- Exercise aim:
Leave out the pictures, then reproduce the rest of the material exactly.

- Records supplied:
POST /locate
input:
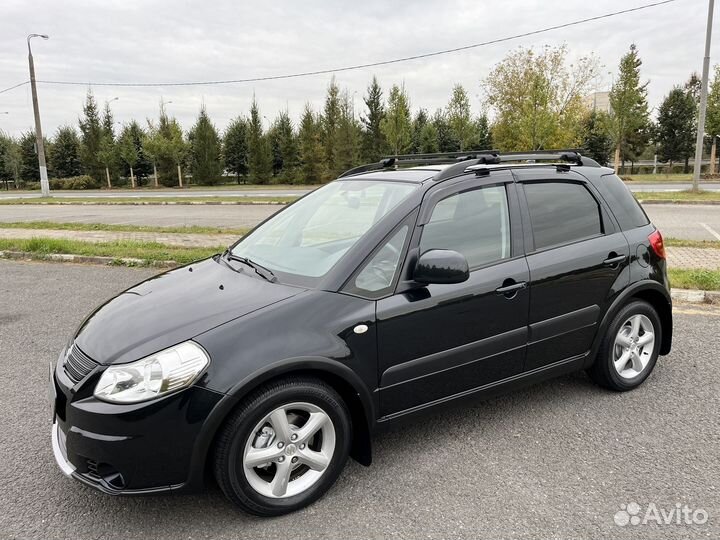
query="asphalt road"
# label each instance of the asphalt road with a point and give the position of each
(695, 222)
(555, 460)
(291, 192)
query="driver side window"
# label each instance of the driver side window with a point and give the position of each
(379, 272)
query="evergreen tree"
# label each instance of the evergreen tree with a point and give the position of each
(258, 148)
(628, 101)
(205, 151)
(235, 147)
(349, 136)
(9, 160)
(459, 117)
(128, 151)
(374, 144)
(64, 155)
(419, 123)
(396, 125)
(597, 138)
(312, 154)
(91, 134)
(428, 140)
(285, 148)
(445, 140)
(676, 126)
(107, 155)
(29, 166)
(330, 125)
(712, 119)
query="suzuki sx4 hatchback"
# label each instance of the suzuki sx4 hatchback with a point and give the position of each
(377, 297)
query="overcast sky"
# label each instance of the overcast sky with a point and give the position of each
(172, 41)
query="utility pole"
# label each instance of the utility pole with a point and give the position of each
(703, 101)
(44, 184)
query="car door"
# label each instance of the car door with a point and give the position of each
(441, 340)
(578, 259)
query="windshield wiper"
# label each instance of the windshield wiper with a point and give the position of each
(260, 270)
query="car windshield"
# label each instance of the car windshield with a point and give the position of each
(309, 237)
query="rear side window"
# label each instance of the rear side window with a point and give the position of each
(561, 213)
(627, 210)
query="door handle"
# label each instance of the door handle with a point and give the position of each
(512, 288)
(612, 261)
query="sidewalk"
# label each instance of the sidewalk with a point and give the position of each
(678, 257)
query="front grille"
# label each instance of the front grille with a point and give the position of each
(78, 364)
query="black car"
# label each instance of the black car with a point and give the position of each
(382, 295)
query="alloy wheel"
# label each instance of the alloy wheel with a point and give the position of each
(289, 450)
(634, 346)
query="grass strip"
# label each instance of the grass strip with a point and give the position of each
(148, 251)
(55, 226)
(149, 200)
(705, 280)
(703, 244)
(678, 196)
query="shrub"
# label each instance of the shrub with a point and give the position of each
(74, 182)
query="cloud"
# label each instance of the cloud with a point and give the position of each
(148, 41)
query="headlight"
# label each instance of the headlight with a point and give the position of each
(154, 376)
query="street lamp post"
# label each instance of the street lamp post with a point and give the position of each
(703, 101)
(44, 184)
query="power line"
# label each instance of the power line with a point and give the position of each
(359, 66)
(14, 87)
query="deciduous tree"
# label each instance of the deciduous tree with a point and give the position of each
(538, 98)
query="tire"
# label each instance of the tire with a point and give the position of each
(300, 468)
(621, 339)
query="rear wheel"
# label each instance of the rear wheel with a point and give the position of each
(630, 348)
(283, 447)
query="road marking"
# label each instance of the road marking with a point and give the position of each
(709, 229)
(711, 311)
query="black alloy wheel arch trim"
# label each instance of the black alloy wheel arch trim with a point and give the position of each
(620, 300)
(307, 365)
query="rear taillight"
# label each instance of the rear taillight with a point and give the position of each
(657, 244)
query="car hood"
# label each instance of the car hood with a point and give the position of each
(173, 307)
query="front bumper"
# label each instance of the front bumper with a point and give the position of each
(126, 449)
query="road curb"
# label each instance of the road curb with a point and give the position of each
(678, 201)
(691, 296)
(147, 203)
(85, 259)
(694, 296)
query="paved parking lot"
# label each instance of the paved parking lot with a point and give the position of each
(554, 461)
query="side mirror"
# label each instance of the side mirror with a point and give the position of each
(441, 266)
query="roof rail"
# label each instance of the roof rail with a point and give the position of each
(571, 155)
(410, 160)
(461, 161)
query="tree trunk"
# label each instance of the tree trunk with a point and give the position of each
(713, 150)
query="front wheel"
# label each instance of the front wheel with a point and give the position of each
(629, 349)
(283, 447)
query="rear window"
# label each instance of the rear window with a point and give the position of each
(561, 213)
(627, 210)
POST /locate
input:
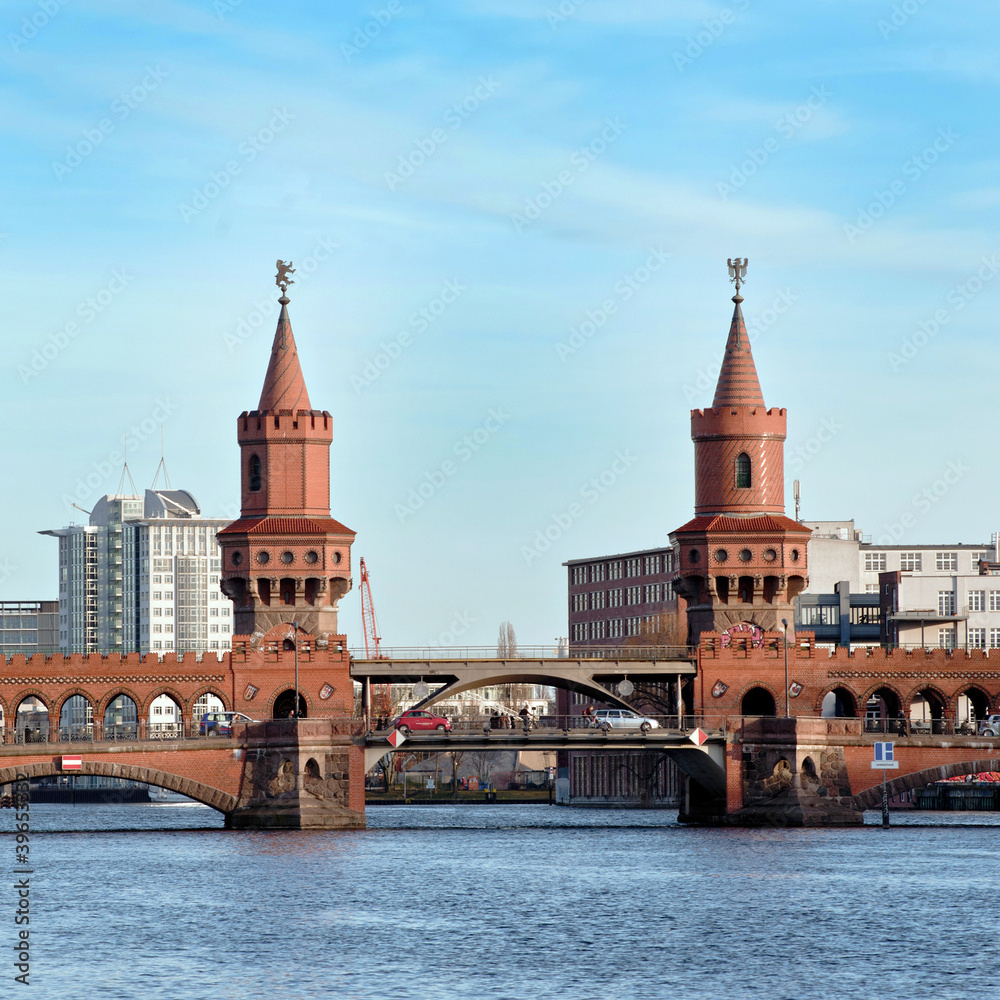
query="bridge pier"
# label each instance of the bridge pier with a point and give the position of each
(780, 772)
(305, 774)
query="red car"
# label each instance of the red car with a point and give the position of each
(417, 718)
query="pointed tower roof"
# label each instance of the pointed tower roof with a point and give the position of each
(738, 384)
(284, 386)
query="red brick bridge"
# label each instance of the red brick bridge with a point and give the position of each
(309, 773)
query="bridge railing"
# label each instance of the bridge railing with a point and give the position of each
(528, 653)
(513, 725)
(132, 731)
(95, 732)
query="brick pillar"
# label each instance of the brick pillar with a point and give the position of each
(305, 774)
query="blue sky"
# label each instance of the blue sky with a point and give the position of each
(516, 216)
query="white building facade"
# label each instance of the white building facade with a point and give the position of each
(142, 576)
(946, 596)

- Solution to the problem:
POST /locate
input:
query="asphalt road"
# label each instance of the asphalt road with a point and give the position of each
(695, 222)
(555, 460)
(291, 192)
query="driver side window"
# label each instance of the driver side window with a point and give the position of each
(379, 272)
query="evergreen tree"
# label each instance of the evergreen tree with a point and give the position of each
(258, 148)
(628, 101)
(205, 151)
(235, 147)
(349, 136)
(9, 160)
(459, 117)
(128, 151)
(374, 144)
(64, 155)
(419, 123)
(396, 125)
(597, 138)
(312, 154)
(91, 134)
(428, 140)
(285, 148)
(445, 140)
(676, 126)
(107, 155)
(29, 166)
(330, 125)
(712, 119)
query="suzuki sx4 hatchback"
# label each instance of the suzuki sx4 hatchback with a point and give the position of each
(377, 297)
query="overcast sky"
# label each instance of the overcast sky with a point and give the position of each
(172, 41)
query="utility pole"
# label each instance of the utility pole with a point and give the position of each
(703, 101)
(44, 184)
query="car door"
# label each instance of the car door with a point and give the position of each
(441, 340)
(578, 259)
query="windshield wiper"
# label each instance of the windshield wiper with a point and give the position of each
(260, 270)
query="car windshield"
# label each instance of the car windshield with a point and give the position of each
(309, 237)
query="rear side window"
# label each instance of the rear side window with a point and give the position of each
(561, 213)
(627, 210)
query="door handle"
# label each instance of the door handle with a point and give the position of each
(512, 288)
(612, 261)
query="sidewalk"
# label each instance of the sidewalk with a point and give the position of each
(678, 257)
query="front grille"
# label each instance of the front grille with a point and give the position of each
(78, 364)
query="black car"
# label each instance of the black car with a point and give the position of each
(382, 295)
query="alloy wheel"
# label each instance of the alloy wheel with a point and give the position of each
(289, 450)
(634, 346)
query="grass strip"
# label each instance of the grass strip with a point and give the position of each
(148, 251)
(55, 226)
(149, 200)
(705, 280)
(703, 244)
(678, 196)
query="shrub"
# label each instance of the shrub with a point and give the position of each
(74, 182)
query="cloud"
# label each instance of the cloud with a point and give the position of each
(148, 41)
query="headlight"
# label each instance of the headlight with a point and give the position of each
(154, 376)
query="street lamp post"
# label each instance of the street lamp post with a point and give the position of each
(703, 101)
(44, 184)
query="power line"
# label each instance of the power line with a point and give the position of each
(359, 66)
(14, 87)
query="deciduous tree"
# label each instance of the deciduous tree with a point and give the position of each
(538, 98)
query="tire"
# label each instance of the tire with a point and give the position of each
(300, 468)
(621, 339)
query="rear wheel"
# label each instance of the rear wheel with a point and give the position of each
(630, 348)
(283, 447)
query="road marking"
# label each instance of the road marking with a point and give the position of each
(709, 229)
(711, 311)
query="black alloy wheel arch trim"
# label each instance of the black alloy wheel arch trim with a point and give the position of each
(620, 300)
(307, 365)
query="rear taillight"
# label each instance of the rear taillight with a point and give the position of each
(657, 244)
query="car hood"
# label each instance of the car hood with a point and give the position of each
(173, 307)
query="front bumper"
# label each instance of the front bumper with a point and give the position of each
(126, 449)
query="road curb"
# label each instance of the road curb with a point and give the position of each
(678, 201)
(691, 296)
(147, 203)
(85, 259)
(694, 296)
query="paved parking lot"
# label each instance of the paved parking lot with a point and give the position of each
(554, 461)
query="side mirror"
# label each instance of the side mirror with a point and give the position of each
(441, 266)
query="roof rail"
# label each instance of the roof rail with a point and give the position of each
(571, 155)
(410, 160)
(461, 161)
query="tree trunk"
# label each instance of the tree trunk with a point and give the position of each
(713, 150)
query="front wheel"
# label each instance of the front wheel with a point and give the position of each
(629, 349)
(283, 447)
query="rear window"
# label each instance of the rear window with a point and give the position of each
(561, 213)
(627, 210)
POST /locate
input:
query="bridge pier"
# label each instance of the bridge pier with a point and give the position of each
(780, 772)
(305, 774)
query="red car"
# label each instance of the red car with a point and give the position of each
(417, 718)
query="pointed tower roof"
# label each instance of the pointed tower roof with a point and give the position of each
(738, 384)
(284, 386)
query="red brick bridge"
# label each instance of the red brick bridge with a point and give the position of each
(309, 773)
query="bridge railing"
# label each instance of the bridge railing with a point and give the position of each
(528, 653)
(513, 725)
(132, 731)
(95, 732)
query="brick pillar"
# label each instance of the brick pillar with a point and give the position of each
(305, 774)
query="blue sky"
# label each instance of the blue sky with a point and give the position of each
(516, 216)
query="white building facade"
# label each instance of the white building facade with a point and give the position of each
(142, 576)
(946, 596)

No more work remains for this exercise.